▶ **Task prompt**: Copy every line of the listing below word for word, leaving out the pictures.

▶ **Source data**:
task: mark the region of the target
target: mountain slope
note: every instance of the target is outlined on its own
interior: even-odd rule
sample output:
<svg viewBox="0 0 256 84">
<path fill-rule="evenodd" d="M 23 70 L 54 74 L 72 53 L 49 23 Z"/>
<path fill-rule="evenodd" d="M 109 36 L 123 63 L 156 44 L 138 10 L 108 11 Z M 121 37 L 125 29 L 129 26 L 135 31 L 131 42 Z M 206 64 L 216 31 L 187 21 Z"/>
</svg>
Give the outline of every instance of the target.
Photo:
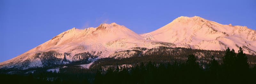
<svg viewBox="0 0 256 84">
<path fill-rule="evenodd" d="M 237 52 L 241 47 L 246 53 L 256 54 L 255 30 L 246 26 L 223 25 L 197 16 L 179 17 L 149 33 L 155 40 L 192 49 L 222 50 L 229 47 Z"/>
<path fill-rule="evenodd" d="M 181 16 L 155 31 L 140 35 L 115 23 L 103 24 L 96 28 L 74 28 L 64 32 L 0 63 L 0 68 L 26 69 L 72 61 L 90 62 L 100 58 L 125 58 L 143 53 L 129 50 L 135 47 L 150 49 L 163 46 L 223 50 L 229 47 L 237 52 L 241 47 L 245 53 L 255 55 L 255 30 L 246 26 L 221 24 L 197 16 Z"/>
</svg>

▶ **Solution to the problem**:
task: mark the region of the target
target: mountain slope
note: every instance of the target is outlined on its own
interior: even-odd rule
sample output:
<svg viewBox="0 0 256 84">
<path fill-rule="evenodd" d="M 23 70 L 54 74 L 72 53 L 49 23 Z"/>
<path fill-rule="evenodd" d="M 109 36 L 123 63 L 156 44 L 138 10 L 108 11 Z M 121 37 L 125 29 L 129 26 L 135 31 L 131 42 Z M 206 64 L 216 31 L 187 21 Z"/>
</svg>
Give the outline of every instance of the target.
Photo:
<svg viewBox="0 0 256 84">
<path fill-rule="evenodd" d="M 237 52 L 241 47 L 246 53 L 256 54 L 255 30 L 246 26 L 223 25 L 197 16 L 179 17 L 149 33 L 155 40 L 192 49 L 222 50 L 229 47 Z"/>
<path fill-rule="evenodd" d="M 181 16 L 155 31 L 140 35 L 115 23 L 103 24 L 96 28 L 74 28 L 64 32 L 0 63 L 0 68 L 26 69 L 72 61 L 90 62 L 100 58 L 125 58 L 143 53 L 129 50 L 135 47 L 150 49 L 163 46 L 223 50 L 229 47 L 237 52 L 241 47 L 245 53 L 255 55 L 255 30 L 246 26 L 221 24 L 197 16 Z"/>
</svg>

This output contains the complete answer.